Brazil’s Secret Musical Weapon: Jards Macalé (includes exclusive photos)

Jards Macalé (right) With Waly Salomão
This month, I published a long feature about Brazilian musician Jards Macalé in one of my favorite American magazines, Wax Poetics. Jards Macalé is an overlooked musical genius, and one I bet will be discovered and rediscovered hundreds of times before gaining recognition as one of the most influential creators (I purposefully use a broader term than the simple musician) of the artistically rich 1970s in Brazil. Wax Poetics magazine’s summer issue focuses all its attention on Brazil, and includes takeouts on Gilberto Gil, Tim Maia, and others. I interviewed Macalé via phone, and though I knew how immersed he had been in the wider artistic, literary and design work of Brazil’s counterculture, he surprised me by talking almost exclusively about interdisciplinary cooperation. Our conversation, reflected in my piece, touched on a mind-boggling quantity of names.

REQUIRED TASK 1: Pick out every line in the rows below that contains the word "swan", and copy each one.

(Dataset records on object locations)

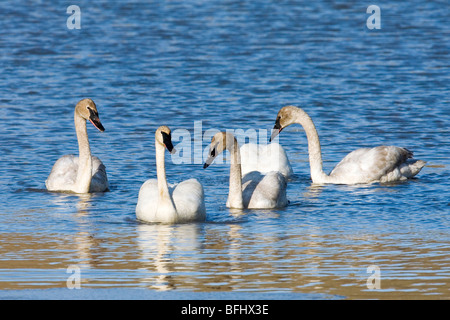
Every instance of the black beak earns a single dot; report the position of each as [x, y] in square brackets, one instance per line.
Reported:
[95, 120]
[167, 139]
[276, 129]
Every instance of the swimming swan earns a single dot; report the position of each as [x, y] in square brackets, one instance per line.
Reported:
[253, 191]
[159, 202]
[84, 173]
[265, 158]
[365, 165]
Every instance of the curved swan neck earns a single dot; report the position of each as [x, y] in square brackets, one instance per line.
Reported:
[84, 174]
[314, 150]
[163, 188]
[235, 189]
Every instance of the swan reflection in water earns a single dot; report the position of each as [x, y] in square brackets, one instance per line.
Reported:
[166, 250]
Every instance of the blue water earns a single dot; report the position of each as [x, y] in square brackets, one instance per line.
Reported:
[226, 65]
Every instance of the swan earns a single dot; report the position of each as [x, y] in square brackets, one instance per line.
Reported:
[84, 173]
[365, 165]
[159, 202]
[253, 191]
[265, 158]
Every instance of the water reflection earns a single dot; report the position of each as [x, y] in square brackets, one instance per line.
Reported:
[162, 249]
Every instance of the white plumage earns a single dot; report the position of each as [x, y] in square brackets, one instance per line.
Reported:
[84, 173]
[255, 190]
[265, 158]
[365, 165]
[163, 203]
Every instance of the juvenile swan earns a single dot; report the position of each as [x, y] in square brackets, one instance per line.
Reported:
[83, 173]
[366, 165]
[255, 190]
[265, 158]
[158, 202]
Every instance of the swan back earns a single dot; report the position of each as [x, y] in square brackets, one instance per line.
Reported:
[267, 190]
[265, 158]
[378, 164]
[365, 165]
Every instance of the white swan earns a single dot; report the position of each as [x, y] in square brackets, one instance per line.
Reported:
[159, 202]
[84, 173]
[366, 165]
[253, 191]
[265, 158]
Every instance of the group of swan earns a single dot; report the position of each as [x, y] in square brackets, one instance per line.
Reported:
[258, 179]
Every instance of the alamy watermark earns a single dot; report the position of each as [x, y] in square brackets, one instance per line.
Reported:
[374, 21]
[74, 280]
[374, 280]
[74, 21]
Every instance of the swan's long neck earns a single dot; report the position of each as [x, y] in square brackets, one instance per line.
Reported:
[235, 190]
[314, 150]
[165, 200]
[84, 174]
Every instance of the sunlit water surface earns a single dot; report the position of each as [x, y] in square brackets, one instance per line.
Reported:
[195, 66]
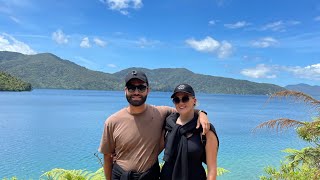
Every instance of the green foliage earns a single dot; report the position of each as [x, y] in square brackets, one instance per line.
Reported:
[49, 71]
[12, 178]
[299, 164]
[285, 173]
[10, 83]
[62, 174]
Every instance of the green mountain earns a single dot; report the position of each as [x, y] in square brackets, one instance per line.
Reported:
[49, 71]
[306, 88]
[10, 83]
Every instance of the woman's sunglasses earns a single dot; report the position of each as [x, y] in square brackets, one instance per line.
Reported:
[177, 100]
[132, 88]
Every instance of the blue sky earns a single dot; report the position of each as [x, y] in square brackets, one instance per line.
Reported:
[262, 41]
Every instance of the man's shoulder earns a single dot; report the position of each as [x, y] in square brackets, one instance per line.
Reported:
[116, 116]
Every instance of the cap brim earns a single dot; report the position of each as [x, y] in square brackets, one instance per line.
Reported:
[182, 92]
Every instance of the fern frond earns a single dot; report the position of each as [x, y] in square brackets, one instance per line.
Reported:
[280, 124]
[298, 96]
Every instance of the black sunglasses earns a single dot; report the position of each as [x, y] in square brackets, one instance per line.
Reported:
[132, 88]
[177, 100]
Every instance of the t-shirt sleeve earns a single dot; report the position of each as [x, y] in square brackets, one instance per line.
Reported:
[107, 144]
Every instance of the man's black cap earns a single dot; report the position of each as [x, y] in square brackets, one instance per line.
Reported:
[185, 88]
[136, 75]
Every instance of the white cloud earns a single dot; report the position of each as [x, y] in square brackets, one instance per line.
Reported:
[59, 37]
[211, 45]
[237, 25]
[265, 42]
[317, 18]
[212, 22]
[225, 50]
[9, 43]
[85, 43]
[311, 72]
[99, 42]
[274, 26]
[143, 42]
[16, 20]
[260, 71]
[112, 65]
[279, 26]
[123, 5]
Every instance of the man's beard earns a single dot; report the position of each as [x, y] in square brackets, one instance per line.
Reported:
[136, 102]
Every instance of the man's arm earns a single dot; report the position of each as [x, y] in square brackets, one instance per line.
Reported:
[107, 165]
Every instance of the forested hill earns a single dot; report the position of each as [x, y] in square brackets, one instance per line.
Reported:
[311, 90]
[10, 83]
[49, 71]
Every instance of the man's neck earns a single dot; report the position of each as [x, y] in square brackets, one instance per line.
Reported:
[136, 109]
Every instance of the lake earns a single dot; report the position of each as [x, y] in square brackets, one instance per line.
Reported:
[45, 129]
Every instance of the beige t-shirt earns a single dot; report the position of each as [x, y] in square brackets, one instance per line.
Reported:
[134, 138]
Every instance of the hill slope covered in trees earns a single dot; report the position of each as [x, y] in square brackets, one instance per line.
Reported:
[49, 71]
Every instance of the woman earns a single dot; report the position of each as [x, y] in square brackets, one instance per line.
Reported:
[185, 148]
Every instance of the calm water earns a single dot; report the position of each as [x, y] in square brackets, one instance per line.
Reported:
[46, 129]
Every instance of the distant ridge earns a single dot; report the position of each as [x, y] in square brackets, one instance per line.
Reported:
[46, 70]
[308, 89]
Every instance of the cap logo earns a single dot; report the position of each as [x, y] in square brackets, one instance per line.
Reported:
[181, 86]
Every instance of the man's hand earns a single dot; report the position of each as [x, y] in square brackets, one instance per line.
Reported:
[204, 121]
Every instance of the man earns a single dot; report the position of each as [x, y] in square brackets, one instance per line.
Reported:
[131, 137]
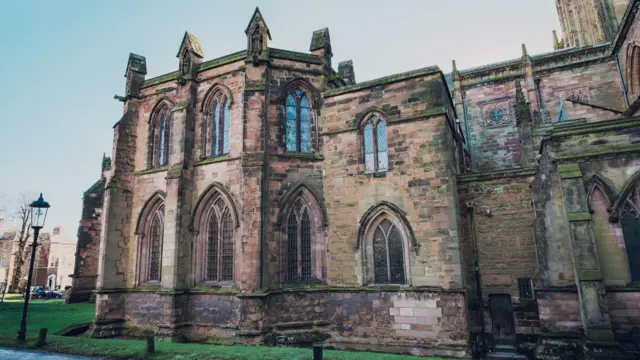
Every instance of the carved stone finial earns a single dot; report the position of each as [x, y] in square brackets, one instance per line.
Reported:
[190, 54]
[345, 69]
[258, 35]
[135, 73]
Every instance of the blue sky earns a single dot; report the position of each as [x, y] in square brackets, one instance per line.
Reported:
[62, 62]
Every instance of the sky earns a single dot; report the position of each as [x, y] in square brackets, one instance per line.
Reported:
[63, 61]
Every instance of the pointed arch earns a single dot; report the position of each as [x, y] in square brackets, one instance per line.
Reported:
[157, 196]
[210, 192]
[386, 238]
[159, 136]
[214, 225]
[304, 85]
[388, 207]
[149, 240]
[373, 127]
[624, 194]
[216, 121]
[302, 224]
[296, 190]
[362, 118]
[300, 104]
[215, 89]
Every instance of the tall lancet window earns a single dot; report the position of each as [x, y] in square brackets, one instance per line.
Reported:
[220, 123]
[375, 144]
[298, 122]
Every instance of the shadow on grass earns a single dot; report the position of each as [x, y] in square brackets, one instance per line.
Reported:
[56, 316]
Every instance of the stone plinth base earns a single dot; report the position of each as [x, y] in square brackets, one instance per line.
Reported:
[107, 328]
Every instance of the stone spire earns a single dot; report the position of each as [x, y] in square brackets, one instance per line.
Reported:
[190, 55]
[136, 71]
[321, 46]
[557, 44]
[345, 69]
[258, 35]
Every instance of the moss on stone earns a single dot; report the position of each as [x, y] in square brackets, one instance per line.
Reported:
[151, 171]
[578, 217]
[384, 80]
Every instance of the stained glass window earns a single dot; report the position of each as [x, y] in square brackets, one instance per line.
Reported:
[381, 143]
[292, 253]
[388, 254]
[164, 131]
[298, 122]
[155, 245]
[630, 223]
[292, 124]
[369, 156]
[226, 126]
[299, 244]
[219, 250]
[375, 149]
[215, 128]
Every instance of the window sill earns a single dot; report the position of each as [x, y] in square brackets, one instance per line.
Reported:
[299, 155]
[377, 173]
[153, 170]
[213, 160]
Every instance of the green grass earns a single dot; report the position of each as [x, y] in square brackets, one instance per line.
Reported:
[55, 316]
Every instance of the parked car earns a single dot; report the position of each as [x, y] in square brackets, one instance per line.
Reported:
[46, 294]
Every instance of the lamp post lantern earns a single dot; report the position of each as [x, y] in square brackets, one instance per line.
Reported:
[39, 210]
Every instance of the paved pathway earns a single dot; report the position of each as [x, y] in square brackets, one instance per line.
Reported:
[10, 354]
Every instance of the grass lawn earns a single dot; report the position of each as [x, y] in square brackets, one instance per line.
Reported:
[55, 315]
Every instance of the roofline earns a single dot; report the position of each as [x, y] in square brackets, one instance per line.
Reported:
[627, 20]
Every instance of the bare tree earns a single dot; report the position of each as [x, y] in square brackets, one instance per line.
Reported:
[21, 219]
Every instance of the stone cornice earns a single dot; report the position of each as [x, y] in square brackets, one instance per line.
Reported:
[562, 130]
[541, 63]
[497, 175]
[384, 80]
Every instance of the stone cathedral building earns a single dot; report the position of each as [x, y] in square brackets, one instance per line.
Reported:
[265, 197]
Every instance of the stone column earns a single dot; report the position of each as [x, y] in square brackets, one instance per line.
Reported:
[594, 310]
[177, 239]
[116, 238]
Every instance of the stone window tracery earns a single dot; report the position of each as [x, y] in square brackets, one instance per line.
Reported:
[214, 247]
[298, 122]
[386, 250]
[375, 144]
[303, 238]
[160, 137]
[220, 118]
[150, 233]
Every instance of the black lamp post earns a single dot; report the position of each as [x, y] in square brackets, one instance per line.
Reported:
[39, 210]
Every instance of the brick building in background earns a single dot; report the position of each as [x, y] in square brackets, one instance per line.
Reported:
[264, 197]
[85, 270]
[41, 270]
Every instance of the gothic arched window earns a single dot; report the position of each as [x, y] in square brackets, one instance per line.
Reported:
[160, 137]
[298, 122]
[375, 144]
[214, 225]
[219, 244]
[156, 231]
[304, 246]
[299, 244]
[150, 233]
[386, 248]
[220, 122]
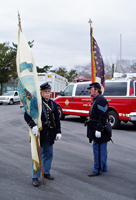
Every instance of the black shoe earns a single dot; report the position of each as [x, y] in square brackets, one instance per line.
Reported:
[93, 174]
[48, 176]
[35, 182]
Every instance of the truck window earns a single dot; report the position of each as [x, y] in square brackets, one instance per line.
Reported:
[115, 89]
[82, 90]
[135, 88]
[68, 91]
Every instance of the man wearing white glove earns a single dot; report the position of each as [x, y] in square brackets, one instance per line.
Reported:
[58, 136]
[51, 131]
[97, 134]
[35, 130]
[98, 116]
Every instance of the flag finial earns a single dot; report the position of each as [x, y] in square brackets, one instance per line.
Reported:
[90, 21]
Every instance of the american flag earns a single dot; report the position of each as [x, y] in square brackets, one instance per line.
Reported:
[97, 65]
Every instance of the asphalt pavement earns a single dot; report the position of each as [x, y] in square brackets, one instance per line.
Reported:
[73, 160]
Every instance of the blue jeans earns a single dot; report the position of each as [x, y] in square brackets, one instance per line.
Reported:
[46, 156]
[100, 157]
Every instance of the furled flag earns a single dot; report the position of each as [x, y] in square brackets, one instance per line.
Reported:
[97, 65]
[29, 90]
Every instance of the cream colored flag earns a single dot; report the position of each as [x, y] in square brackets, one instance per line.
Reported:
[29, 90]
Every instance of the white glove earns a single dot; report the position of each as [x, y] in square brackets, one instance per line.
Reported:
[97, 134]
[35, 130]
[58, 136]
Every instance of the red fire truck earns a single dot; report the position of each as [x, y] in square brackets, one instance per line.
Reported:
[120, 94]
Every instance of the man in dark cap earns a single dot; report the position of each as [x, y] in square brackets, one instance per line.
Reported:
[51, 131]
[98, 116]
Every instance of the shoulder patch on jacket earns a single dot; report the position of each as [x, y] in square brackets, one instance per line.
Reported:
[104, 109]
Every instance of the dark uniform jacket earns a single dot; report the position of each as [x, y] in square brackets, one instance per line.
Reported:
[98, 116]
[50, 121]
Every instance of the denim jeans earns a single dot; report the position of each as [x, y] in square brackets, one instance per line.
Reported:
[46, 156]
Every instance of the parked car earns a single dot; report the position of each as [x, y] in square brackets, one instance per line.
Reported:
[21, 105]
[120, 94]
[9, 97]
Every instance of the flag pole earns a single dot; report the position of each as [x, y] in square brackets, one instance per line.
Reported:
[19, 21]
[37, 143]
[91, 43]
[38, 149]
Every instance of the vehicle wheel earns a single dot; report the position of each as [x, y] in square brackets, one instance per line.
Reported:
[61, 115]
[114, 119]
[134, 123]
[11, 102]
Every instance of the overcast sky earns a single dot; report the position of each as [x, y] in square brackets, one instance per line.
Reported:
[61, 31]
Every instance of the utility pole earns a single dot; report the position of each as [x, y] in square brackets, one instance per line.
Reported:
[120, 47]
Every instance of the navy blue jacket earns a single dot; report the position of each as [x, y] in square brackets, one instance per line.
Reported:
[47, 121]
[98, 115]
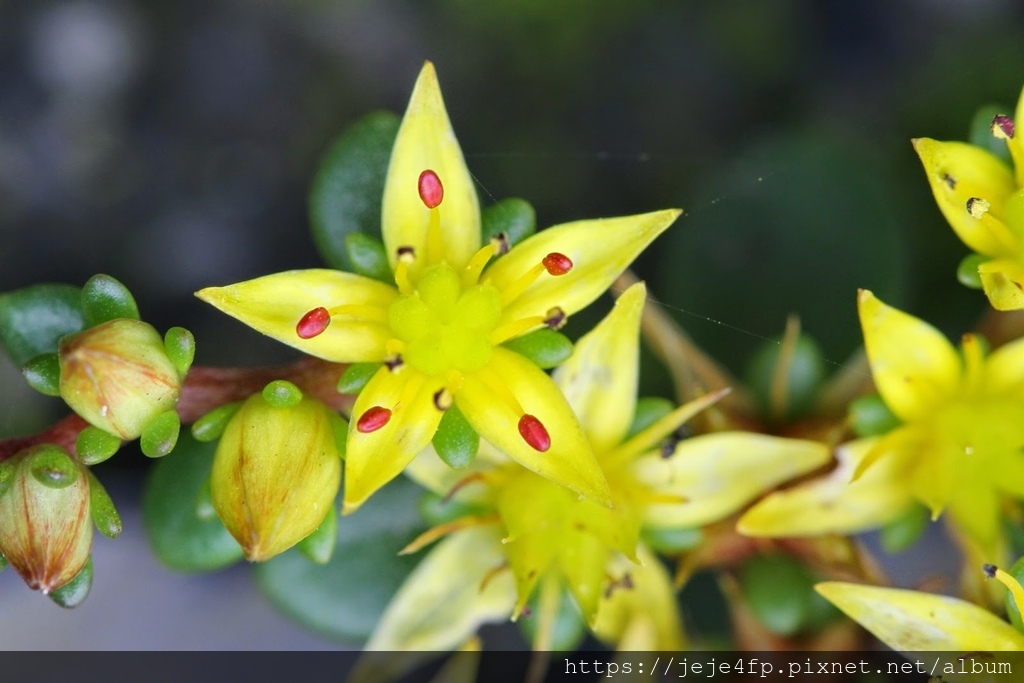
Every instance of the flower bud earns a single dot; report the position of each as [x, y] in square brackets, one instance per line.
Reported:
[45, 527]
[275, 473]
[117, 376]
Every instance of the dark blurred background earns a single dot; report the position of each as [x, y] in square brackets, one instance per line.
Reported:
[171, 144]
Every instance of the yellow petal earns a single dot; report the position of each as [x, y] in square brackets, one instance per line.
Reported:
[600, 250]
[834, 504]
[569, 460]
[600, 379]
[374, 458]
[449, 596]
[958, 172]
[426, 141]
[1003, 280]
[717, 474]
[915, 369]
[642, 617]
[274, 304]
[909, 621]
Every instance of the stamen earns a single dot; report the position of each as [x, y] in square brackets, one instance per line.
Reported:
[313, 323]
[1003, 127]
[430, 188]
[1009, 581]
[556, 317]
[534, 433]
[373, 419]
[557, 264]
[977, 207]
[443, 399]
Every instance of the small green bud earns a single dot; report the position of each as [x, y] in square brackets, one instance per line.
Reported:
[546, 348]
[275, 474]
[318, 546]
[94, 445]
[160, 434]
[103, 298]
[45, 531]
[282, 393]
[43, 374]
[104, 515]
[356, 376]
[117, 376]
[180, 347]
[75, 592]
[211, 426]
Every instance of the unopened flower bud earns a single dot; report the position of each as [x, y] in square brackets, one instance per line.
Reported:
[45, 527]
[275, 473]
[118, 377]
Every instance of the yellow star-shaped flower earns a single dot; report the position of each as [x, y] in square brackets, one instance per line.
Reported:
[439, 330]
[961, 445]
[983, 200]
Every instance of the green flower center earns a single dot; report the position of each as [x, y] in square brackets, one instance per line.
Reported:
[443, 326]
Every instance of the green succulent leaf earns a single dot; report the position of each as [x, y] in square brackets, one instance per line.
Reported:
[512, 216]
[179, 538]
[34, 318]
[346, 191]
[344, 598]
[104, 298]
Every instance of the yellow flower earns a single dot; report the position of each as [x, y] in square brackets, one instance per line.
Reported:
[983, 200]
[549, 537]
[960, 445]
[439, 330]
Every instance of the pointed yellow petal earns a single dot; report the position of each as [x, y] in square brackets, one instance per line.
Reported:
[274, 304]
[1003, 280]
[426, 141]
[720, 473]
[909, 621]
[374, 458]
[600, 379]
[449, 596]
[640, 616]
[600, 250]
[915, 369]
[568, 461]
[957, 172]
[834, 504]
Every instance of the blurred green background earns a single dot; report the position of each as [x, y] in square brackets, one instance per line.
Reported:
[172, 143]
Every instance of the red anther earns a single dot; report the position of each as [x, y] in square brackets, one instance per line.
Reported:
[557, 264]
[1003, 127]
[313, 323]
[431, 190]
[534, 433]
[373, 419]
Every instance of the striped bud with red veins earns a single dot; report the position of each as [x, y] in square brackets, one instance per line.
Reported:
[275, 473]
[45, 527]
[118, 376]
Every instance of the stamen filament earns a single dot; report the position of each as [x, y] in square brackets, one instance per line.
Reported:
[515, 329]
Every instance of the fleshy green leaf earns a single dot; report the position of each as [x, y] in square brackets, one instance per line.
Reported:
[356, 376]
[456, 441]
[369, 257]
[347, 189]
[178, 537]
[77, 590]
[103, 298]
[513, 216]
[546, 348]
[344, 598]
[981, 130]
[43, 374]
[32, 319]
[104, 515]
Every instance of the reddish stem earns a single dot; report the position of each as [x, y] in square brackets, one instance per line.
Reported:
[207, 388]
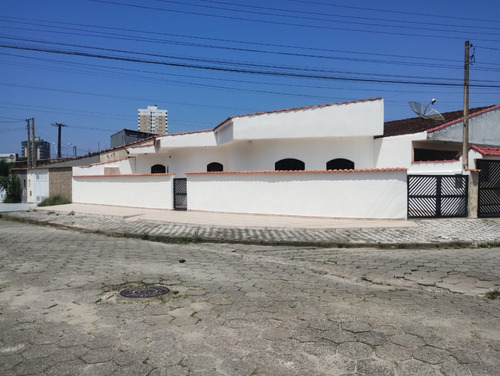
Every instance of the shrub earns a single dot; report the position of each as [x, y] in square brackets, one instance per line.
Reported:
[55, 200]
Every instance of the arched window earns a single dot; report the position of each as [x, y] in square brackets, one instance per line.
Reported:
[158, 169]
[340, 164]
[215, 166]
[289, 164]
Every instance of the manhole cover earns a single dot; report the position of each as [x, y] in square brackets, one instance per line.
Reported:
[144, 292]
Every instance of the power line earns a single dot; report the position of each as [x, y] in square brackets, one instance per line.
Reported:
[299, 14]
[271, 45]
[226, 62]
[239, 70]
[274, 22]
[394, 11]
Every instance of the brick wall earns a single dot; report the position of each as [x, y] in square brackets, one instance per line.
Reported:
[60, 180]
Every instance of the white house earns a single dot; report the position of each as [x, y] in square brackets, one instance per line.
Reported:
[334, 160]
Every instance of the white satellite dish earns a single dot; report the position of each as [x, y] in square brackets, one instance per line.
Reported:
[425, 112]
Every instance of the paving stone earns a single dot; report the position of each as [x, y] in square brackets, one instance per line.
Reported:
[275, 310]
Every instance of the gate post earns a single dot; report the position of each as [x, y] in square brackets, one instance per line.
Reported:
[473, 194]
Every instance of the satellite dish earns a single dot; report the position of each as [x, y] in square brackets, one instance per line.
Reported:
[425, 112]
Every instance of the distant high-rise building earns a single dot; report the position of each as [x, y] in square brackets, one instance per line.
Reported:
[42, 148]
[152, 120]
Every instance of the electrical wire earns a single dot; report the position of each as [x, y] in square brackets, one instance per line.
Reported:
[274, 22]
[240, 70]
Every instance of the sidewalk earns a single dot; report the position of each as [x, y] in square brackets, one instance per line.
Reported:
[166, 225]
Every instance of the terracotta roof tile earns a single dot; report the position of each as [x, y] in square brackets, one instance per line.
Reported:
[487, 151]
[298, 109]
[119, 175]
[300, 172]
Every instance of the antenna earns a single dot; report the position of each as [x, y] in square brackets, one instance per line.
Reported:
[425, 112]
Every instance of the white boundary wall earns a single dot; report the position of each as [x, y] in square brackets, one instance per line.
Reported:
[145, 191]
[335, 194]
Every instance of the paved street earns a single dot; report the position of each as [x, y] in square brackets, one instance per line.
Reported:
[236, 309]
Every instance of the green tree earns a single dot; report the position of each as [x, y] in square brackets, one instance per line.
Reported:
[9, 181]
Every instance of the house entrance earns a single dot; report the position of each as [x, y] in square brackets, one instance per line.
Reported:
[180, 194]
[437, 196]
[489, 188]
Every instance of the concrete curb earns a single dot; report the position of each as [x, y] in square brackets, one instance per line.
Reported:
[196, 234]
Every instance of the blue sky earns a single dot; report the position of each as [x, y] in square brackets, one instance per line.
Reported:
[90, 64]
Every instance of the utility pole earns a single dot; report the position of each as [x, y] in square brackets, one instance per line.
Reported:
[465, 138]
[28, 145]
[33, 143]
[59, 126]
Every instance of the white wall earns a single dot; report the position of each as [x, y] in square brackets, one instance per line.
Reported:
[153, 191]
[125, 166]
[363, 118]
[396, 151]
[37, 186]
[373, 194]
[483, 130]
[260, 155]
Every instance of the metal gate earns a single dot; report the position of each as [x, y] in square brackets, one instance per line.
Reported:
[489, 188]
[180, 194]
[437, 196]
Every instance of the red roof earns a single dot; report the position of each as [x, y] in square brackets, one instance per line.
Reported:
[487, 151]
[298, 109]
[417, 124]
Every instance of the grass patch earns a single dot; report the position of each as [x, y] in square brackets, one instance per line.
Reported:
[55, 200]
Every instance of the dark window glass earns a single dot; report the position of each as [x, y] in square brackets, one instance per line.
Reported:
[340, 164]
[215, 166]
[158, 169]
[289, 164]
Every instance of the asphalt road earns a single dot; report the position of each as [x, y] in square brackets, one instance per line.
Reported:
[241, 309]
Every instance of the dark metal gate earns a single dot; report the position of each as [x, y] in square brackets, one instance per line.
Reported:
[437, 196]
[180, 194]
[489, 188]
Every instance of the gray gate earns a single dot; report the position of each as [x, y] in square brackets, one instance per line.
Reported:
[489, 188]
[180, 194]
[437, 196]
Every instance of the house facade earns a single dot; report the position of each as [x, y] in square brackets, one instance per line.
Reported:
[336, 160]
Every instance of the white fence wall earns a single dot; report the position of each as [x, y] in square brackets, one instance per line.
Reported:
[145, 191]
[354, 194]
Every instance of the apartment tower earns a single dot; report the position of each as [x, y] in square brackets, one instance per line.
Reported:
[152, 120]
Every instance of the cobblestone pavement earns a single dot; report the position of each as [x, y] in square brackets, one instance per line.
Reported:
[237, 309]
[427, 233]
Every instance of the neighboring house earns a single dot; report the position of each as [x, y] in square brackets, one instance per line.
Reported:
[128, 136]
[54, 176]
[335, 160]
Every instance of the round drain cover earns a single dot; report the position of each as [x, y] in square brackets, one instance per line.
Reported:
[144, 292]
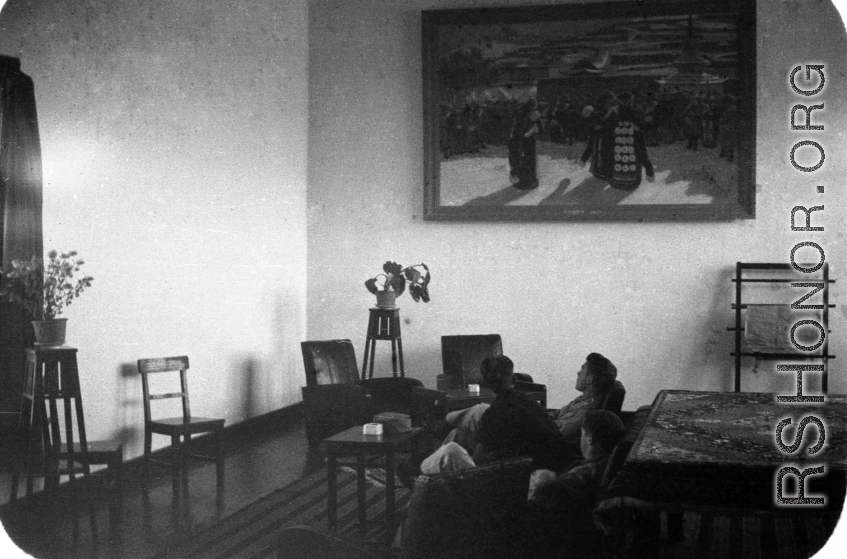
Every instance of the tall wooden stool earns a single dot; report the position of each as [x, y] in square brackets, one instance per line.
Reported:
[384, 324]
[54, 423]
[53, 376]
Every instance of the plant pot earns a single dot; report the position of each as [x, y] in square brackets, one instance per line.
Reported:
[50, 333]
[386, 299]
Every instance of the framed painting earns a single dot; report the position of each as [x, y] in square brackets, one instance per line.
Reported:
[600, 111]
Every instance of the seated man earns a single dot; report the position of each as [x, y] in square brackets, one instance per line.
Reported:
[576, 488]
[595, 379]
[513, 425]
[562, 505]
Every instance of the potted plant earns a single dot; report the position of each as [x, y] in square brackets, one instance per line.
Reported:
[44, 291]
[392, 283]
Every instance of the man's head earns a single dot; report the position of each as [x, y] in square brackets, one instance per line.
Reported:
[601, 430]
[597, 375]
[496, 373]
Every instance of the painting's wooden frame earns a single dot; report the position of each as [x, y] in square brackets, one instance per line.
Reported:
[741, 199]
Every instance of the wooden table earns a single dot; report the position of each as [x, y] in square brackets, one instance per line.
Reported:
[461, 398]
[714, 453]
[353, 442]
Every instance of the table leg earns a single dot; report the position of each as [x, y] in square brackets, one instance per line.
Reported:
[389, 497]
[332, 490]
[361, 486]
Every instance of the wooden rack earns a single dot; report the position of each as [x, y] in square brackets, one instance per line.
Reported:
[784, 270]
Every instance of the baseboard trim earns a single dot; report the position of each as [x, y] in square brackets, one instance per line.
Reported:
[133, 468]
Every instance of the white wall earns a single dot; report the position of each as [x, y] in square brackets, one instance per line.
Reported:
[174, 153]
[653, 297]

REQUIRED TASK 2: Extract the full piece on Jards Macalé above and reproduce it word for word.

RIGHT ANSWER 1:
Every instance of the swimming swan earns a single dot; report the position of each as [x, y] in square brackets, one instance per line.
Every instance of the curved swan neck earns a single dot; report the position of each as [x, y] in square brackets, one instance per line.
Every instance of the swan reflection in water earns a single dot; report the position of each as [x, y] in square brackets, one instance per line.
Every instance of the swan earns a single dot; report the position of each as [x, y] in square brackets, one instance per line.
Every instance of the juvenile swan earns a single dot; report the position of each as [x, y] in square brackets, one instance per line.
Every instance of the swan back earns a single dot; report the position of each as [x, y] in square brackets, one instance per line.
Every instance of the white swan earns a single dot; report the position of each as [x, y] in square brackets, one instance per line.
Every instance of the group of swan earns a single dot; report the position of each as [x, y] in square brackets, one instance per line.
Every instance of the swan's long neck earns a single dot; report the position of each as [x, y] in square brackets, one instance per line.

RIGHT ANSWER 2:
Brazil’s Secret Musical Weapon: Jards Macalé (includes exclusive photos)

Jards Macalé (right) With Waly Salomão
This month, I published a long feature about Brazilian musician Jards Macalé in one of my favorite American magazines, Wax Poetics. Jards Macalé is an overlooked musical genius, and one I bet will be discovered and rediscovered hundreds of times before gaining recognition as one of the most influential creators (I purposefully use a broader term than the simple musician) of the artistically rich 1970s in Brazil. Wax Poetics magazine’s summer issue focuses all its attention on Brazil, and includes takeouts on Gilberto Gil, Tim Maia, and others. I interviewed Macalé via phone, and though I knew how immersed he had been in the wider artistic, literary and design work of Brazil’s counterculture, he surprised me by talking almost exclusively about interdisciplinary cooperation. Our conversation, reflected in my piece, touched on a mind-boggling quantity of names.